_PROBLEMS TO WORK ON_.
• a. In the integral derivation, which equation from which reference is used to solve the term I₃?
• b. Decide whether each statement agrees with the integral derivation, answering yes or no and quoting the deciding words: (i) The solved expression is numbered (20). (ii) The term being solved is I₂. (iii) The solution relies on an equation from reference [22].
• c. Proceed with the integral derivation from the point where it stops.

_TEXT PASSAGE_.
──────────
By using ([22] eq. (3.471.9)), the integral term I ₃ is solved as

$$ \begin{aligned} {I_{3}}~ = ~2{\left({\frac{{xC\left({C - z} \right){\mu_{SR}}}}{{\left({C - z\left({x + 1} \right)} \right){\mu_{RD}}}}} \right)^{\frac{{{m_{RD}} - i}}{2}}}{K_{{m_{RD}} - i}}\left({2\sqrt {\frac{{xC\left({C - z} \right){\mu_{SR}}{\mu_{RD}}}}{{C - z\left({x + 1} \right)}}}} \right) \end{aligned} $$

(20)
──────────
Records from a point labeling set
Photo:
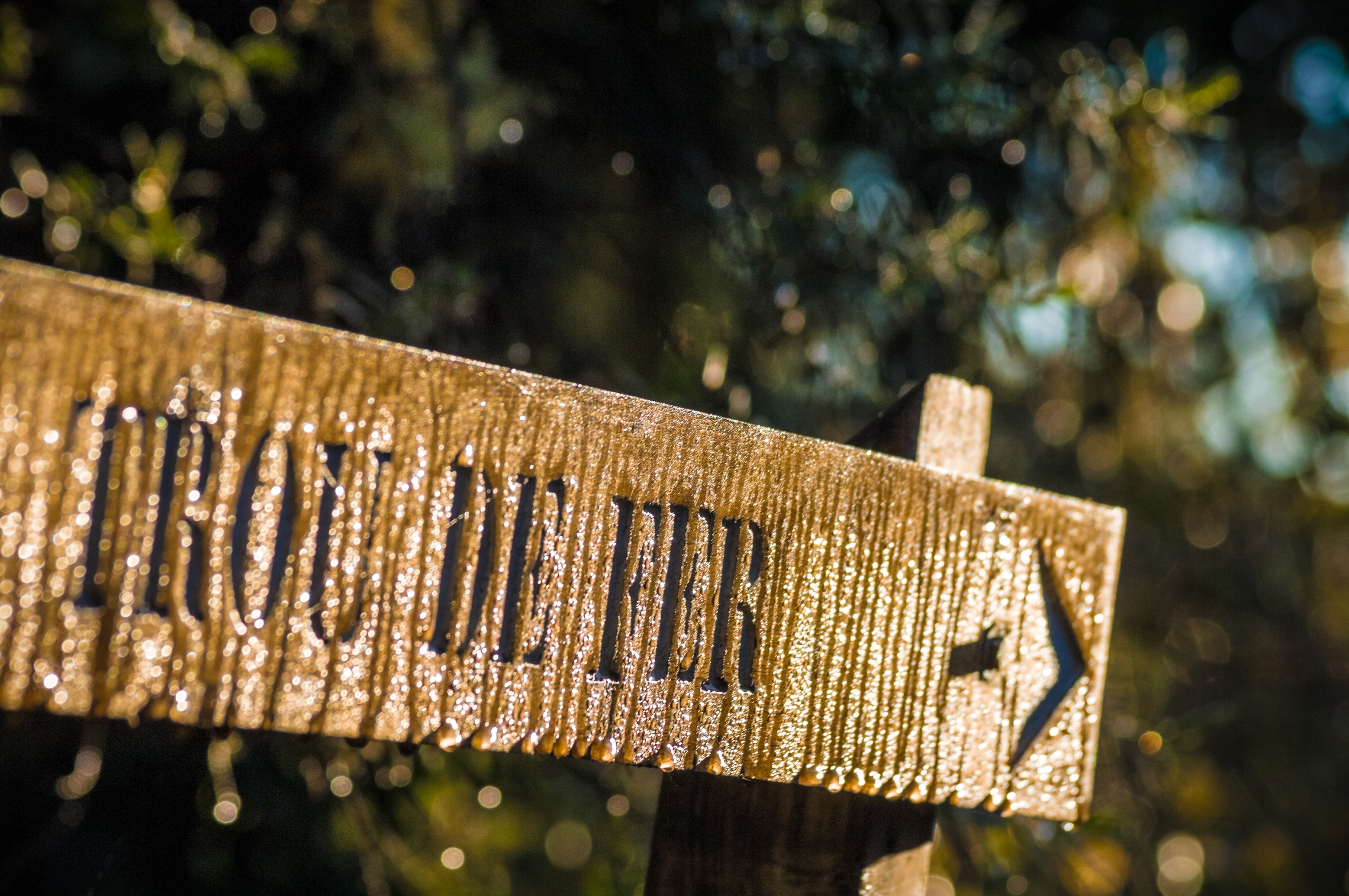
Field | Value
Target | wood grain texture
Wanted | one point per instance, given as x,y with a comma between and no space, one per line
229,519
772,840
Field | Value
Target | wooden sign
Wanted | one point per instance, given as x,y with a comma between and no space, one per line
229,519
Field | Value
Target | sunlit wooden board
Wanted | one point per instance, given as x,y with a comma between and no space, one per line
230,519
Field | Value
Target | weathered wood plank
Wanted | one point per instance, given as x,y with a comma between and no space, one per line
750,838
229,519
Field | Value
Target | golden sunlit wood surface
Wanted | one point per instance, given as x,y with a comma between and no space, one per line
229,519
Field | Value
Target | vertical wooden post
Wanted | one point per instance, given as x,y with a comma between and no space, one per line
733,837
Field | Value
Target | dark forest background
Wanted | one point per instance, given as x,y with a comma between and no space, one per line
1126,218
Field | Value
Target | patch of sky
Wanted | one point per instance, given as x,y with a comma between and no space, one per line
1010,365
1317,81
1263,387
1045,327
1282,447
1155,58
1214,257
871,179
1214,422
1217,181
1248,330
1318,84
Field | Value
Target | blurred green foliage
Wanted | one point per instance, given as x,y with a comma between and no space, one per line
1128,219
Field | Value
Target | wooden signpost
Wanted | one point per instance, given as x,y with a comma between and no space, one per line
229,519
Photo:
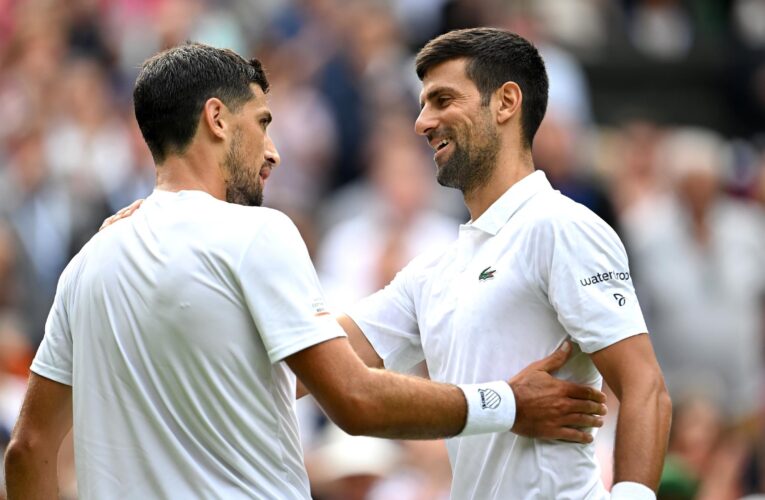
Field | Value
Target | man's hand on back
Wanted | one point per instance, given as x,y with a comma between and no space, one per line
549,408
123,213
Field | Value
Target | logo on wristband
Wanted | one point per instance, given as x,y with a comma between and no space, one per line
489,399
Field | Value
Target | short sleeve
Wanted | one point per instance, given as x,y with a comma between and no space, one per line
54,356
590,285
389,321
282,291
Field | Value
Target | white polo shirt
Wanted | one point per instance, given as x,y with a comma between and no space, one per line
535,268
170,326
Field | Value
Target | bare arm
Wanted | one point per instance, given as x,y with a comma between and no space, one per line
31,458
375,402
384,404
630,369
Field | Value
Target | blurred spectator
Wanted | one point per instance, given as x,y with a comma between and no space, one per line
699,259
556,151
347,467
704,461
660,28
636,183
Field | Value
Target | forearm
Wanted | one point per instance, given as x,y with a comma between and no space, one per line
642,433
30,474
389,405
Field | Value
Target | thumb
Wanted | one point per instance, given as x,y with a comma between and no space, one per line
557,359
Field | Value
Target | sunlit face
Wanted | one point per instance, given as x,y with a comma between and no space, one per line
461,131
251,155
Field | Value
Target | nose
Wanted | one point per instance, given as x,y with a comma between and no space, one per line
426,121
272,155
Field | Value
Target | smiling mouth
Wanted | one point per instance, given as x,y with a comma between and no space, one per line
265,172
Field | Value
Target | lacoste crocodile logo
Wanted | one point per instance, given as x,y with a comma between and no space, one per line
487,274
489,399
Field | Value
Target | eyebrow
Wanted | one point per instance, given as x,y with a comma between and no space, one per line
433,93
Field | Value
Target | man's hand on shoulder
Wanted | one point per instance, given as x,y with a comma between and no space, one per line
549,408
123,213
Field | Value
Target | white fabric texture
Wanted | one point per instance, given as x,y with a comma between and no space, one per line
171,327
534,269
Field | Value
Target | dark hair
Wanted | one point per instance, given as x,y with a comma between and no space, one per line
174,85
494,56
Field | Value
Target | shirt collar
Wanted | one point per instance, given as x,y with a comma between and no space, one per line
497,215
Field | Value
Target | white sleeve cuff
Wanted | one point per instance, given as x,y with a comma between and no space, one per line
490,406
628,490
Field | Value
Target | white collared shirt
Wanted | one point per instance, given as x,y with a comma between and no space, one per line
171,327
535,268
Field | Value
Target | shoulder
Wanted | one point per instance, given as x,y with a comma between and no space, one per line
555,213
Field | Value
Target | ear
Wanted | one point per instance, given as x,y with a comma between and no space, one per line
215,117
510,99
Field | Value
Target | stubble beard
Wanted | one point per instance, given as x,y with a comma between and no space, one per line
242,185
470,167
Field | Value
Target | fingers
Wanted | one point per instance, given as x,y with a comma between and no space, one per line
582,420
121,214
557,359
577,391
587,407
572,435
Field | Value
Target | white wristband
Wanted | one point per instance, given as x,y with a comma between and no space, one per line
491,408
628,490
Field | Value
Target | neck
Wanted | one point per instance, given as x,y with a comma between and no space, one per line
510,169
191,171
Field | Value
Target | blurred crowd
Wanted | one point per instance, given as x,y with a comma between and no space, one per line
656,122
──────────
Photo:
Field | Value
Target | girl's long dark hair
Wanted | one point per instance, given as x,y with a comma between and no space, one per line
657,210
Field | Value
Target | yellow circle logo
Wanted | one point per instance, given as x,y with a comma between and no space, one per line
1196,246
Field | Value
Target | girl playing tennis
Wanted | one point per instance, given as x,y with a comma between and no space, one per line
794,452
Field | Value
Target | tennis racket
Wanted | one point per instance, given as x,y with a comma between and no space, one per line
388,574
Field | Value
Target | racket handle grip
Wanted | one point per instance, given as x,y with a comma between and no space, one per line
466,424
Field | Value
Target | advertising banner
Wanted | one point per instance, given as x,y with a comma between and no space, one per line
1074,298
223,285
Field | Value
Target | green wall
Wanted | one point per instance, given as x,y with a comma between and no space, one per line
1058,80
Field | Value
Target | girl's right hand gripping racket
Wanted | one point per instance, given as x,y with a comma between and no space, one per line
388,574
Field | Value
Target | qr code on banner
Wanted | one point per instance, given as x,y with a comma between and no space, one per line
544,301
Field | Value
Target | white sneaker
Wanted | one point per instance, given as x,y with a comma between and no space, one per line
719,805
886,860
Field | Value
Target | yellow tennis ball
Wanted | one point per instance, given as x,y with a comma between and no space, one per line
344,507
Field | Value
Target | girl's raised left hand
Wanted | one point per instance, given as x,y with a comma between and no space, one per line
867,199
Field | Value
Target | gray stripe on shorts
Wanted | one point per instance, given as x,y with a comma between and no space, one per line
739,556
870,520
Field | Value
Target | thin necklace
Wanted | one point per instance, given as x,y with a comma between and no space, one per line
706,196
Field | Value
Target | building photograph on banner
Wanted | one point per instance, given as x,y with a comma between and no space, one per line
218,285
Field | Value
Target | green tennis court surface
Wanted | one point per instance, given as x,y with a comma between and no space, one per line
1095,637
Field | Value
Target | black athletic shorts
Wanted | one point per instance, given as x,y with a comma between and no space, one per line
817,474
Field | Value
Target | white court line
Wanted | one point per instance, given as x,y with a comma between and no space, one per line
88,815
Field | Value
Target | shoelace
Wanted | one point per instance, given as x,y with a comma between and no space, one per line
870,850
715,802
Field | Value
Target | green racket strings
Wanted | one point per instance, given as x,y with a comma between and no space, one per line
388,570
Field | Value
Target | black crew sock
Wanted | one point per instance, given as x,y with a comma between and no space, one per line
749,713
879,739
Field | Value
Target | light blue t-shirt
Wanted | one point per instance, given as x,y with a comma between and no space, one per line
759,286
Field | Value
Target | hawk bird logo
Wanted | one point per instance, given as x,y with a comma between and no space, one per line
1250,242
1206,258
──────────
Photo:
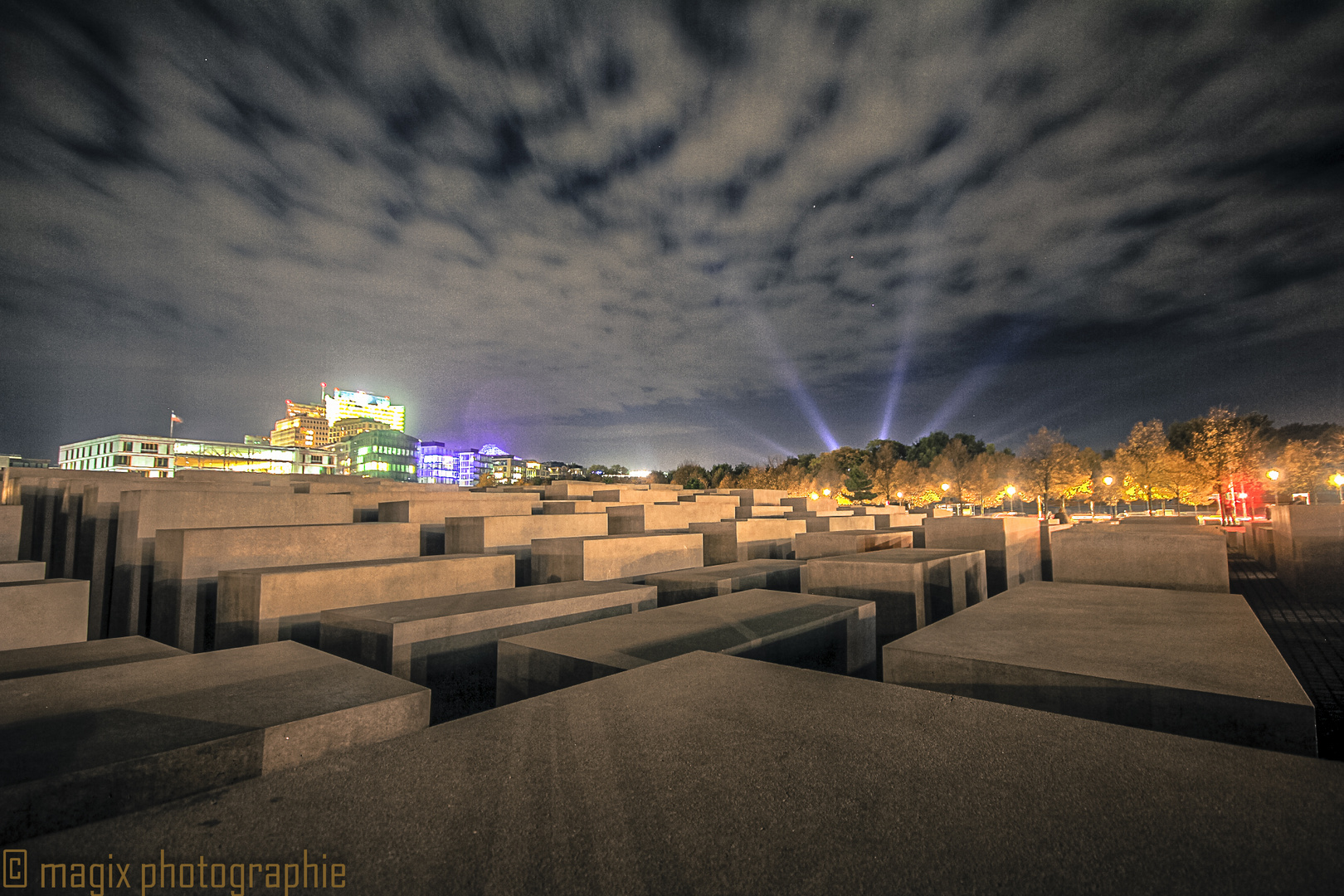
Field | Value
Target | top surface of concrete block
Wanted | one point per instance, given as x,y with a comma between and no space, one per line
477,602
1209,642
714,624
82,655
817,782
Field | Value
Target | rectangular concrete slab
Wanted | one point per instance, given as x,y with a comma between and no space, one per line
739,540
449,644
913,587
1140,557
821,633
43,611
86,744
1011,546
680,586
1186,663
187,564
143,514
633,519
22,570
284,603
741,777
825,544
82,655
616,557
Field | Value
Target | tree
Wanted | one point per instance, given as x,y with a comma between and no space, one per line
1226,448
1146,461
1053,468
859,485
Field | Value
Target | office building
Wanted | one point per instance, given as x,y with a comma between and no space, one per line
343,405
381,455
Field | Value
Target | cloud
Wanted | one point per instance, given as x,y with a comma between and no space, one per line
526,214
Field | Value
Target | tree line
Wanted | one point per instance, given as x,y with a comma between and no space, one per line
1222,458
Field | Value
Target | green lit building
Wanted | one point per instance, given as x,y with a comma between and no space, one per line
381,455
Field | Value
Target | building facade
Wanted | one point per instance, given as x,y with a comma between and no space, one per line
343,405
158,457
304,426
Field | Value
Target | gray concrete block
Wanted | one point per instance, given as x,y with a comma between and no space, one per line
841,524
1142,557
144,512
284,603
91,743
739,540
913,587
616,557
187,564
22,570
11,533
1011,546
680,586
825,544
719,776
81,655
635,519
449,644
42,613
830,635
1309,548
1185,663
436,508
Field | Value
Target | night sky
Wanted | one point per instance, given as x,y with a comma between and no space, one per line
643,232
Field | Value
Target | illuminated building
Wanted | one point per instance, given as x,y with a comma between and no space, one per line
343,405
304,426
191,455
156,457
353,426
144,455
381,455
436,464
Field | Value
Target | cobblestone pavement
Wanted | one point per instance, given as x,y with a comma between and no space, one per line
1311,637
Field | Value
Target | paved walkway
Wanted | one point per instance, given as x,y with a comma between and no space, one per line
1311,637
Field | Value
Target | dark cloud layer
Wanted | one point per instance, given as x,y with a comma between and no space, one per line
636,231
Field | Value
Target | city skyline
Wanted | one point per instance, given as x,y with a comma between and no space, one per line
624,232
──────────
_TASK-BY-TASK ANSWERS_.
• a. Equation (3.471.9) from reference [22].

• b. (i) Yes: "(20)". (ii) No: "the integral term I ₃ is solved as". (iii) Yes: "By using ([22] eq. (3.471.9))".

• c.
where ${K_{{m_{RD}} - i}}(.)$ is the (m _RD−i)^th order modified Bessel function of second kind ([22] eq. (8.407.1)). Using (20) in (19) gives

$$ \begin{aligned} &{I_{2}} ~=~ \frac{2}{{\Gamma ({m_{RD}})\Gamma ({m_{LI}})}}{\left({{\gamma_{th}}{\mu_{SR}}{\mu_{RD}}C} \right)^{\frac{{{m_{RD}}}}{2}}}\mu_{LI}^{{m_{LI}}} \\ &\qquad\times \sum\limits_{k = 0}^{{m_{SR}} - 1} {\sum\limits_{i = 0}^{k} {{{\left({{\gamma_{th}}{\mu_{SR}}C} \right)}^{\frac{{2k - i}}{2}}}}} \frac{1}{{i!(k - i)!}}\mu_{RD}^{i/2} \\ &\qquad\!\times\! \int\limits_{z = 0}^{\frac{C}{{\gamma_{th} + 1}}} {\frac{{{{(C - z)}^{\frac{{{m_{RD}} + i}}{2}}}{z^{{m_{LI}} - 1}}}}{{{{\left({C - z\left({{\gamma_{th}} + 1} \right)} \right)}^{\frac{{{m_{RD}} - i + 2k}}{2}}}}}{e^{\!- {\text{}}{\mu_{LI}}z - \frac{{\gamma_{th}{\mu_{SR}}C}}{{C - z\left({{\gamma_{th}} + 1} \right)}}}}} \\ &\qquad\times {K_{{m_{RD}} - i}}\left({2\sqrt {\frac{{{\gamma_{th}}{\mu_{SR}}{\mu_{RD}}C\left({C - z} \right)}}{{C - z\left({{\gamma_{th}} + 1} \right)}}}} \right)dz. \\ \end{aligned} $$

(21)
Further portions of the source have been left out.